INSTRUCTIONS TO FOLLOW → Everything from the line with "the sky, as integer pixel positions." through the last line of the records below should be copied exactly, both ends included.

RECORDS FOR THE TASK →
•••

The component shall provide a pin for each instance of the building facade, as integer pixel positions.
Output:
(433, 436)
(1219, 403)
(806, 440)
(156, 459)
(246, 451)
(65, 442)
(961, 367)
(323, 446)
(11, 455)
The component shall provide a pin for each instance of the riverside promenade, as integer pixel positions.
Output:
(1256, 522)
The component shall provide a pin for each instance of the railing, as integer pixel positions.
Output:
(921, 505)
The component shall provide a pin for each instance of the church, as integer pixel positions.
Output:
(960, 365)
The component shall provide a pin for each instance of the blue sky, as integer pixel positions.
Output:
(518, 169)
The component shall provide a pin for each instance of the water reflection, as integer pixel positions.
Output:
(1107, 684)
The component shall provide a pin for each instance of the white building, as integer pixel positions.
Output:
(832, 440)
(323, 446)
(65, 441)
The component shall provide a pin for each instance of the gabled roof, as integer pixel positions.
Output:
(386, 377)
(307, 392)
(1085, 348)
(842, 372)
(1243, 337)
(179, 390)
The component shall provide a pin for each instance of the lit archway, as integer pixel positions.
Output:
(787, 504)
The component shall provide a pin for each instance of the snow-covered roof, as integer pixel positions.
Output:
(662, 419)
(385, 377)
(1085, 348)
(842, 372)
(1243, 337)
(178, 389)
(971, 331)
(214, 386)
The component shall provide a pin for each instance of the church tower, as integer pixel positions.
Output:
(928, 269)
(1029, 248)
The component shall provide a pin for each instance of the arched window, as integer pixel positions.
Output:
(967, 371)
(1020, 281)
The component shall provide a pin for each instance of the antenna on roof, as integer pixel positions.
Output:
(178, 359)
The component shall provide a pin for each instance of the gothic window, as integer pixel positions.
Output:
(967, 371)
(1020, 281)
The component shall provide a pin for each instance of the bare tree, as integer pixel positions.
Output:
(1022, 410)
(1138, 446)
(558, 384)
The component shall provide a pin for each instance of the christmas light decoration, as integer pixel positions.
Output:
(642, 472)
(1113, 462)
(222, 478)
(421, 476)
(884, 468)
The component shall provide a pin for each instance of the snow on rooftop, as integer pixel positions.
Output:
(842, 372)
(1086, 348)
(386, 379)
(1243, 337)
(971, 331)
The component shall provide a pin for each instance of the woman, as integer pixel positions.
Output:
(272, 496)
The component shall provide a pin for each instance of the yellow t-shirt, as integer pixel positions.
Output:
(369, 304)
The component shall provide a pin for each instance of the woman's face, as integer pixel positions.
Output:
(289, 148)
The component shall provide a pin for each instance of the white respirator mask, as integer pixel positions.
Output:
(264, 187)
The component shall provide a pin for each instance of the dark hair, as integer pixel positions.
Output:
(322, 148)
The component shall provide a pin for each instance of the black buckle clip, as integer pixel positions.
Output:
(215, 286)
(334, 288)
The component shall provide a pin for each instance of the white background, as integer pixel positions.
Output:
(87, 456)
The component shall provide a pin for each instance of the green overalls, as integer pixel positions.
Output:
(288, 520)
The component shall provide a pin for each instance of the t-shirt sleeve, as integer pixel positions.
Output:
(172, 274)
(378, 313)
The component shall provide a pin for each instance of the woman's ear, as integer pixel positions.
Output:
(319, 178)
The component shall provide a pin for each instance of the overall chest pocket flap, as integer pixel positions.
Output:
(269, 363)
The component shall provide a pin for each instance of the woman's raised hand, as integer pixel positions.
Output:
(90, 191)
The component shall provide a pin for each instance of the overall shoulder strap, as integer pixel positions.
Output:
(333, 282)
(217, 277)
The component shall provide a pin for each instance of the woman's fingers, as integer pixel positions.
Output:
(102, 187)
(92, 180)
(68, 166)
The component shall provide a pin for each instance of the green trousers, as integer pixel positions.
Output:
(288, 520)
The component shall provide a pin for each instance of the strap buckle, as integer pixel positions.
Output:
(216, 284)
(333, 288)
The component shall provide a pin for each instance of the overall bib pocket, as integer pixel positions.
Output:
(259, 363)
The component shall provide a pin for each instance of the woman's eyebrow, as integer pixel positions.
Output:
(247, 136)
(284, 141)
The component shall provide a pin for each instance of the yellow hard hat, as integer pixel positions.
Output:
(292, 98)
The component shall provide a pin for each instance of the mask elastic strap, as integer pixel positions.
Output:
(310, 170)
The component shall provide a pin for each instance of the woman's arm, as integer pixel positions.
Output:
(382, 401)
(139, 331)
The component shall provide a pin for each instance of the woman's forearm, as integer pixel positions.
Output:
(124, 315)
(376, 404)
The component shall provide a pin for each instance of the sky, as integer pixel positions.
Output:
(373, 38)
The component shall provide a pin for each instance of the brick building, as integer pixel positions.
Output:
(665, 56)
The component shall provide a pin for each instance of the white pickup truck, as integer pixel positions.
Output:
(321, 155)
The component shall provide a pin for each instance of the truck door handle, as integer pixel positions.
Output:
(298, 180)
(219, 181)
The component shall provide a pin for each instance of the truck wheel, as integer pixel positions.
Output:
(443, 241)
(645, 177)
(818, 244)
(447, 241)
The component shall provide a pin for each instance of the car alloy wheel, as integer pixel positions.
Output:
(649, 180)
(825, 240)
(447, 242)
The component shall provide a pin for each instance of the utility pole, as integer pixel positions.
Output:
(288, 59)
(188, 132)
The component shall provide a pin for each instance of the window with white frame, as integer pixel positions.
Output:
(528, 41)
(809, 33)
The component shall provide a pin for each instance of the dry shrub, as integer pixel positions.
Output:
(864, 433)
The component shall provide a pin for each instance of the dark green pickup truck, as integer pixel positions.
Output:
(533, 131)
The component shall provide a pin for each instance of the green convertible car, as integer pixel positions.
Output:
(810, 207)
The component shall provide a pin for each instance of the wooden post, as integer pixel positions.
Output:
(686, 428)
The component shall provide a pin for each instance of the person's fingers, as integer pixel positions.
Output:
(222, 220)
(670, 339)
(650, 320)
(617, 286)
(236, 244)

•••

COMPLETE ANSWER →
The component shall provide a pin for each instance of the sky, as integer pixel positions.
Output:
(373, 38)
The component shall provide a pin for each instance of the brick building, as integer pixel positions.
Output:
(665, 56)
The component shall provide a pin for each instance of the white pickup truck, as integer pixel positions.
Output:
(321, 155)
The component shall provide a pin for each instance of the truck door handle, as integer pixel positions.
Output:
(298, 180)
(219, 181)
The component shall provide a pin for each instance of the truck wheel, as integer pixel positions.
Output:
(443, 241)
(645, 177)
(818, 244)
(447, 241)
The component shall provide a pin for each instance of the car alloy wheel, as integer pixel positions.
Output:
(649, 180)
(825, 240)
(447, 242)
The component shall provide a pin for each instance of the utility pole, as integer pixel positions.
Output:
(288, 59)
(188, 132)
The component shall provide a pin for each instance of the window with white frame, as integer pixel positions.
Output:
(528, 41)
(809, 33)
The component shall provide a pin for each instance of the dry shrub, as integer pixel positions.
Output:
(864, 433)
The component shall provide a pin for each instance of the dark green pickup truck, as integer pixel positions.
Output:
(533, 131)
The component shall provide a pin for each instance of the green convertible car, as integer pixel positions.
Output:
(810, 207)
The component shall provide a pin for each instance of the wooden post, as integer pixel positions.
Output:
(686, 428)
The component shall provide a pin for each instance of the person's fingers, as integer pixel positions.
Output:
(222, 220)
(670, 339)
(650, 320)
(617, 286)
(236, 244)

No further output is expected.